Problem to work on - Copy each line of the data below in which the word "objects" can be found.

_____

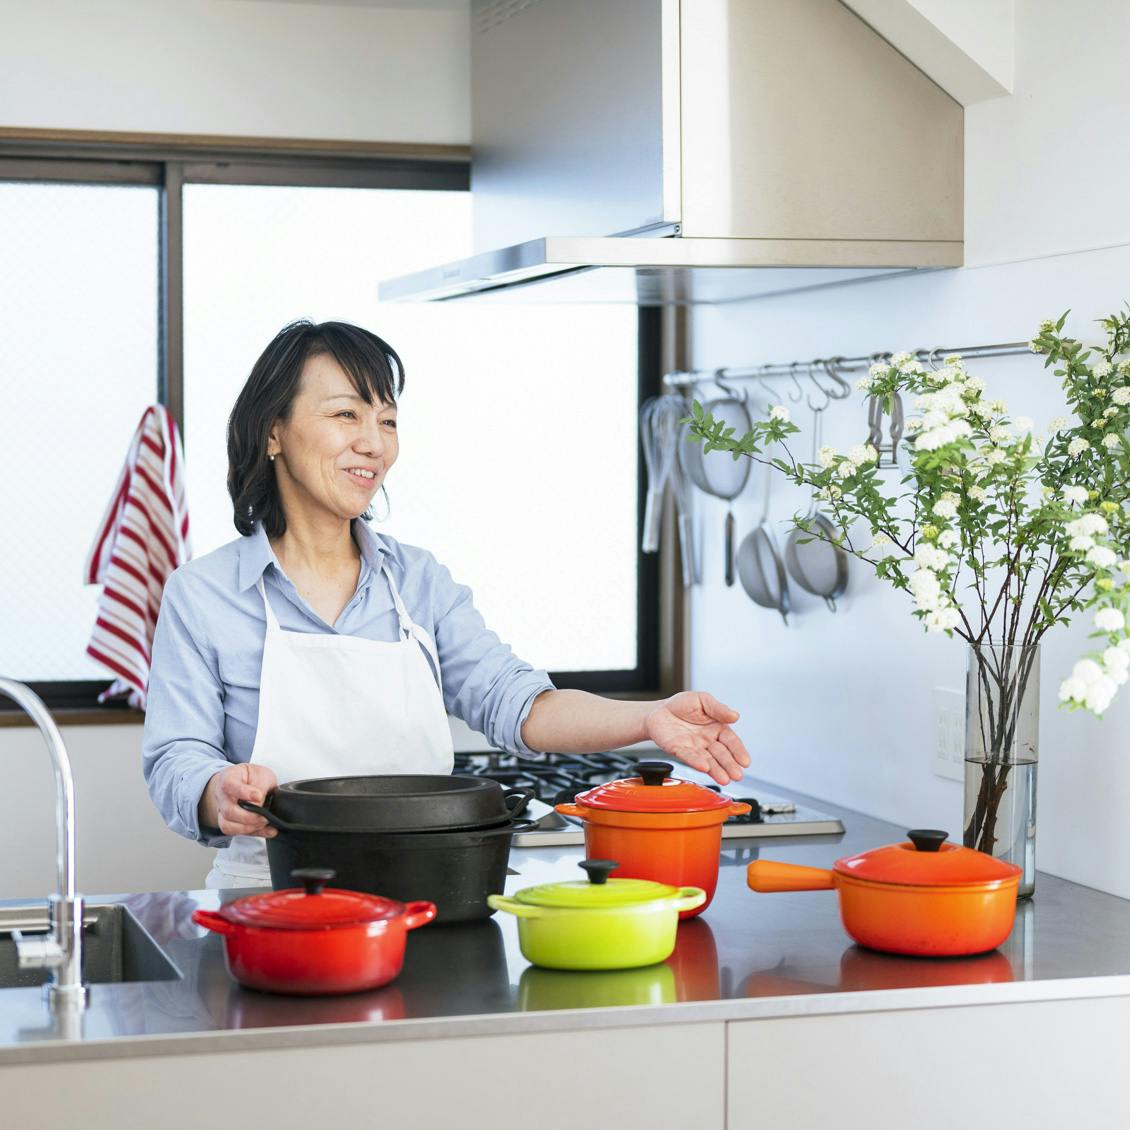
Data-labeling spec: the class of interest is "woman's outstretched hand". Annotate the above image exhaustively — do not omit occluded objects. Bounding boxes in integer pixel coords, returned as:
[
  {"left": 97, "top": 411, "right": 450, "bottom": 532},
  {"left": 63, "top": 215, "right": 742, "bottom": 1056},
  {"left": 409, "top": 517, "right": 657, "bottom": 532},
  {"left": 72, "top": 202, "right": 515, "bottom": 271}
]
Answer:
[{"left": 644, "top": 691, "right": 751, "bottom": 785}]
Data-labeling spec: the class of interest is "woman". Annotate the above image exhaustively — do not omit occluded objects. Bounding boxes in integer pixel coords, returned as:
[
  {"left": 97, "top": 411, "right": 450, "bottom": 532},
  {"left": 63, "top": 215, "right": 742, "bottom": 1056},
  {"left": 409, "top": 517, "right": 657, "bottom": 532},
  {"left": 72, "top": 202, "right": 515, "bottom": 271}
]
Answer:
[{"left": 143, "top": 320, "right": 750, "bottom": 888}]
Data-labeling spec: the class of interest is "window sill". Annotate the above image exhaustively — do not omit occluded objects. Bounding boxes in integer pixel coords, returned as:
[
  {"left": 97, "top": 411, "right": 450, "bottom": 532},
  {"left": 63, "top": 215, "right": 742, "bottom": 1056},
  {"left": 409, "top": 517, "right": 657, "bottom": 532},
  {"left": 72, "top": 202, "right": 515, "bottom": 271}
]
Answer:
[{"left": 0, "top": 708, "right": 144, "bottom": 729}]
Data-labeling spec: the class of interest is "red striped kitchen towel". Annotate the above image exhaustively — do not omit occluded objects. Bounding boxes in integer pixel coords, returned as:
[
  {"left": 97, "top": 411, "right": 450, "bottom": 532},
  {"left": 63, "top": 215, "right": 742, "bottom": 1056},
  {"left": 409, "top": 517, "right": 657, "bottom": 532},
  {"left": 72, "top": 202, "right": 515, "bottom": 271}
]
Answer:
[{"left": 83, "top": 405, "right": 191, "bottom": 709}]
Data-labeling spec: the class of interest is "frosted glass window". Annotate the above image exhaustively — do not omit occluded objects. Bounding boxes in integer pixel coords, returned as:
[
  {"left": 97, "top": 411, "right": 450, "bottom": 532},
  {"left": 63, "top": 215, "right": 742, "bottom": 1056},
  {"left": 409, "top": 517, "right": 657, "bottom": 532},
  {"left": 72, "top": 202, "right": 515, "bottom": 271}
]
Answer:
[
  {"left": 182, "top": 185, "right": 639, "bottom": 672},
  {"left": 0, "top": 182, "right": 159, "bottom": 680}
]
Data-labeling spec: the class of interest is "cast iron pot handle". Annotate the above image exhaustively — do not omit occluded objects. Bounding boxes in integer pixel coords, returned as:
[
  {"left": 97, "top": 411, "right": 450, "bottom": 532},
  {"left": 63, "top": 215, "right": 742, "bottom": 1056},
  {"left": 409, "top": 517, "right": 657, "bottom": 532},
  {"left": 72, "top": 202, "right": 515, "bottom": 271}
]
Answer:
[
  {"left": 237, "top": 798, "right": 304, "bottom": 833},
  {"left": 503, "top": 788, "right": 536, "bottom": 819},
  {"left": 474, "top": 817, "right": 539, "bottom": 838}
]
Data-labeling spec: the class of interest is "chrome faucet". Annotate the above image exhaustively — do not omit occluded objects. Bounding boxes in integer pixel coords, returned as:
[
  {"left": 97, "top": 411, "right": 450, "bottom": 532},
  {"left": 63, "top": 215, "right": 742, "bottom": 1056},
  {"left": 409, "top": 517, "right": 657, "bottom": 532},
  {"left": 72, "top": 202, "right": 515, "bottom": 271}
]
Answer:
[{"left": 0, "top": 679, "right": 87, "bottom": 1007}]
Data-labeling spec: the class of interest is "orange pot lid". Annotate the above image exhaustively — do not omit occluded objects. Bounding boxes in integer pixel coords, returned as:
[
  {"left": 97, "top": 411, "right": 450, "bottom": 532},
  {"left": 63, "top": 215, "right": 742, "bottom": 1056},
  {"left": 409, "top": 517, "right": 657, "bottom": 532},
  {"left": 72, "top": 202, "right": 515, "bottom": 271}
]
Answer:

_____

Output below -
Data-labeling spec: the class of interest is "woman's outstretched hand". Annotate the above image exhaustively — do not omit occluded objects. Bounding boxes in integer pixel coords, returned as:
Data-labeling spec: the class of interest is "woman". Annotate the above image exhaustively — do not omit occluded objects. Bounding boxes in integer pixel coords, returned as:
Data-labeling spec: the class of interest is "window sill". Annotate the above image exhaustively — do not omit occluded objects. Bounding boxes in integer pixel coords, returned as:
Data-labeling spec: the class of interest is "red striped kitchen towel". Annotate the above image exhaustively — do not omit occluded objects. Bounding boxes in integer pixel coords, returned as:
Data-labeling spec: the class of interest is "frosted glass window". Annotate the above image exhaustively — do not omit occluded objects. Bounding boxes in integer pixel coords, returned as:
Data-labeling spec: the class of interest is "cast iron pot handle". Annotate the above image exhaustively — do not omit occluded objects. Bounding boxes in integer pixel coords, returned as:
Data-labeling spec: the class of interest is "chrome faucet". Annotate the above image exhaustively — do not omit occluded objects. Bounding boxes in integer pixel coords, returned as:
Data-labeling spec: the class of interest is "orange pot lid". Annotate the above image exhaustively — do not omit occluded objects. Bounding boxes in integer pixel coords, returned as:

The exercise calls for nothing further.